═══ DATA TO USE ═══

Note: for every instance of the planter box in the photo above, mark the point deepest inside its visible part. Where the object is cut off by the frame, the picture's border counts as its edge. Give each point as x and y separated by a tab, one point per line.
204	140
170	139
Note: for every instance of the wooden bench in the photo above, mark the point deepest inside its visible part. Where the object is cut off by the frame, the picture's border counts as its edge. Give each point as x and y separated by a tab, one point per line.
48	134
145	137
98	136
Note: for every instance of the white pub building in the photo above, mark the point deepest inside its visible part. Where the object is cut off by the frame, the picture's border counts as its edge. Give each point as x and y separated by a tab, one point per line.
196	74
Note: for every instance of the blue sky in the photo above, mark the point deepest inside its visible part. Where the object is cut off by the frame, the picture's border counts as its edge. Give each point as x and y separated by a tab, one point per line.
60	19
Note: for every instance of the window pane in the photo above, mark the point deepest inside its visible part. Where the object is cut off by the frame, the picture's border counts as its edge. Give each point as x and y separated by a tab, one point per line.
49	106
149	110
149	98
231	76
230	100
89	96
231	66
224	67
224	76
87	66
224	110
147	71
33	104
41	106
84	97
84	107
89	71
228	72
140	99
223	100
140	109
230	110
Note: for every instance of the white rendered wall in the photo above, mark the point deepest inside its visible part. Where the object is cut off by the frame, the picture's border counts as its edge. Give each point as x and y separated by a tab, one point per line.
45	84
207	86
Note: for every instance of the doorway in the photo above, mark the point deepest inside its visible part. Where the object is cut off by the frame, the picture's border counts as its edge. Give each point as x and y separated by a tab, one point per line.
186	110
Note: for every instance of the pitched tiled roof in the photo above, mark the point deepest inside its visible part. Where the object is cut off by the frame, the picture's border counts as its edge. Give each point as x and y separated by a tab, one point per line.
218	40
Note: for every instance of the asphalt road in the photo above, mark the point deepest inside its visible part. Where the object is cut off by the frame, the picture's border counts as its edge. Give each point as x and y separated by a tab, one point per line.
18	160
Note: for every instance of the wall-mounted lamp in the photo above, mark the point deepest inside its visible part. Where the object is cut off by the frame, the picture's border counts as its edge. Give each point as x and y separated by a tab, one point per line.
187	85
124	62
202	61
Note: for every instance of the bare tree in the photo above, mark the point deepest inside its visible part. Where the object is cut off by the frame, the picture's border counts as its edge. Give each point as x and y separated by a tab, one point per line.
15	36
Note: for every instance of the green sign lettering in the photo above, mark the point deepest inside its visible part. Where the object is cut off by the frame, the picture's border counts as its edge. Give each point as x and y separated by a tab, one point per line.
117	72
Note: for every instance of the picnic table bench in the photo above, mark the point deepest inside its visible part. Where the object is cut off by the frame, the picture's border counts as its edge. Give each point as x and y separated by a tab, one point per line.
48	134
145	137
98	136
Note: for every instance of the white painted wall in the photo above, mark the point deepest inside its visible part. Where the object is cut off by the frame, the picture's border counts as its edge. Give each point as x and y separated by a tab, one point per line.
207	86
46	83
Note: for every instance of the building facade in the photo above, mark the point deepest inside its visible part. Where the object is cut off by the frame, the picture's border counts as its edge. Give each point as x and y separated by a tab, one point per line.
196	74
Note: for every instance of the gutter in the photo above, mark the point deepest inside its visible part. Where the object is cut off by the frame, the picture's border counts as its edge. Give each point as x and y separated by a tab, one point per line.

═══

* **YOUR GOAL**: Print the records above in full, exactly.

* **OUTPUT OF THE EXERCISE**:
Note: for every instance of the planter box in the photo above, mark the point deepest inside its visible part. Where the object is cut off by the frame, the picture's border counts as its edge. Give each point as x and y separated by a tab, one point per line.
204	140
170	139
Note: for every instance of the wooden bench in the photo above, mark the point deepest inside its visible part. Where the object is cut off by the frame, the picture's border counts as its edge. Give each point as x and y separated by a tab, one point per line.
48	134
145	137
98	136
Note: for every instance of the white pub building in the photo above, mark the point deepest inside its visible part. Where the object is cut off by the frame, the picture's border counts as its edge. Give each point as x and y separated by a tab, one point per line.
196	74
Note: for every instance of the blue sky in the photo above, mark the point deepest inside its visible part. Where the object is cut off by the frame, the picture's border counts as its edge. Give each point as x and y separated by a tab, one point per line.
60	19
Note: for every instance of the window pane in the photo above, mark the point deepest inside its visible part. Where the object is cut off by the frame, the picture's border counts as its edge. Give each point as x and y separated by a tab, one point per line.
49	106
149	110
149	98
231	76
230	100
89	96
231	66
224	67
224	76
87	66
224	110
147	71
33	104
41	106
84	97
84	107
89	71
228	72
140	99
223	100
140	109
230	110
Note: for every instance of the white rendered wall in the photo above, mark the point deepest inside its visible part. Where the object is cut off by the frame, the picture's border counts as its edge. Give each point as x and y separated by a tab, one point per line.
45	84
207	86
Note: for every instance of the doorway in the photo above, mark the point deepest inside its visible part. Where the object is cut off by the frame, the picture's border counts as its edge. Give each point as x and y separated by a tab, one point per line.
186	110
Note: for every instance of the pitched tiled roof in the photo above, mark the point deepest inside its visible part. Where the object is cut off by the frame, the picture's border counts as its edge. Give each point as x and y separated by a tab, one point per line.
218	40
Note: for every instance of the asphalt road in the photo above, mark the point deepest inside its visible part. Where the object is cut off by the frame, the picture's border counts as its edge. Give each point as x and y separated by a tab, one point per line.
18	160
Note: for every instance of the wall-mounted lamp in the photo above, mark the point deepest inside its visible part. Where the object is cut off by the frame, the picture's border counts as its edge. Give each point as x and y separated by a tab, one point per line.
187	85
124	62
202	61
Note: for every instance of the bare tree in the photo above, mark the point deepest inside its visible part. Where the object is cut off by the frame, the picture's border counts as its edge. Give each point as x and y separated by a tab, one point per line.
15	36
Note: for every instance of the green sign lettering in the photo above, mark the point deepest inside its visible part. Where the object is cut off by the frame, the picture's border counts as its edge. Give each point as x and y separated by a tab, one point per line.
117	72
Note: for every instance of the picnic table bench in the photo above, mark the point deepest inside its visible part. Where the object is cut off by the frame, the picture's border counts as its edge. Give each point as x and y separated by a tab, one point per line.
48	134
145	137
98	136
Note: for every instance of the white painted wall in the photo above, mark the point deepest inside its visible part. Where the object is cut off by the frame, the picture's border counts as its edge. Give each point as x and y separated by a tab, one point per line.
207	86
46	83
Note: for every instance of the building facade in the photo above, mark the point deepest inside its visible part. Where the object is cut off by the frame, the picture's border counts as its edge. Give each point as x and y separated by a tab, one point per line.
196	74
Note: for every instance of the gutter in the photo above, mark the point deepest inside its visible part. Where the object is cut off by the frame, the picture's border counts as its edge. Give each point as x and y separated by a tab, one point per line.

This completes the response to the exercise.